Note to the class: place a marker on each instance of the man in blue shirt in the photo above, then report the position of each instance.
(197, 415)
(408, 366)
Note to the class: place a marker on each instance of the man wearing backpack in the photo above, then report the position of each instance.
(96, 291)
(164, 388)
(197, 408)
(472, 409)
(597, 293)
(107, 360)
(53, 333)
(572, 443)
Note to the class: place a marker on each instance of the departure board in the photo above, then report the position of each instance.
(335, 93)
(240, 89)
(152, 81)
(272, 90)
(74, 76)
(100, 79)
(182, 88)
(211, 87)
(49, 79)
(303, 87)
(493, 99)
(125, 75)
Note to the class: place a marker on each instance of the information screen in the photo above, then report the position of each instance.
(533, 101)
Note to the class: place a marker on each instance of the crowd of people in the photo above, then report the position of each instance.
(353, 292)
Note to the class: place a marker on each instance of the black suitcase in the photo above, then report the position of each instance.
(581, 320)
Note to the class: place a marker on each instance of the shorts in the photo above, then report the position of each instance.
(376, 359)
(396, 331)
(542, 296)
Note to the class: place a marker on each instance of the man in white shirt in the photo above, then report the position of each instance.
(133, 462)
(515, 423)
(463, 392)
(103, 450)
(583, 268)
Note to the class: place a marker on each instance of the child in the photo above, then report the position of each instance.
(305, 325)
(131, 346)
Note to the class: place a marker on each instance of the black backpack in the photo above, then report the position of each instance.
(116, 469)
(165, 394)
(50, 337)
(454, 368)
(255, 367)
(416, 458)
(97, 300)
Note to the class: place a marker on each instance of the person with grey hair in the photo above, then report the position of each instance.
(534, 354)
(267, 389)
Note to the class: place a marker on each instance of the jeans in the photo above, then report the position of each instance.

★ ★ ★ ★ ★ ★ ★

TASK DETAILS
Set down the whole of the material again, exactly.

RESULT
Note to the class: place a marker on each instance of the man in blue shirt in the photo above, then report the position of each instance.
(197, 415)
(408, 366)
Note to the class: place a marker on each instance of the man wearing backpack in the photo above, then report the position of each instance.
(96, 291)
(164, 388)
(197, 408)
(472, 409)
(597, 293)
(107, 360)
(53, 333)
(572, 443)
Note to the class: place a marker on each instance of the departure board in the photo above, then report the position of each instance.
(335, 93)
(240, 89)
(152, 81)
(272, 90)
(74, 76)
(100, 79)
(182, 88)
(211, 87)
(49, 79)
(303, 87)
(493, 99)
(125, 75)
Note to the class: place a marker on each instance of the information screen in the photo above, then report the position of each instance.
(533, 101)
Note to the class: place a marker on each instance of the crowd of people in the photo above, then report the position of each instance.
(353, 292)
Note to the class: place a marker on each instance of the black suitcase in the photo above, then report the position of each instance.
(581, 320)
Note to the class: place a marker on each instance of the shorts in the photo above, then report the position of each instance.
(376, 359)
(396, 331)
(542, 296)
Note to the class: place a marker on each instance of the man in white shirt in the photo above, then report the position of each instance.
(133, 462)
(515, 423)
(463, 392)
(103, 450)
(583, 268)
Note to the class: place a marker on each instance of the child in the photo above, then report the position of each instance.
(305, 325)
(131, 346)
Note to the class: place a marker on each instance of the black backpack in the photo above, then report the position of each instance.
(116, 469)
(165, 394)
(50, 337)
(454, 368)
(255, 367)
(416, 458)
(97, 300)
Note to the class: place a marker on each instance of the person with grey hair in the photo above, then report the position of each instance.
(534, 354)
(267, 389)
Note to the class: place a marker on each instance of the jeans in the photo above, then report the position of each instance.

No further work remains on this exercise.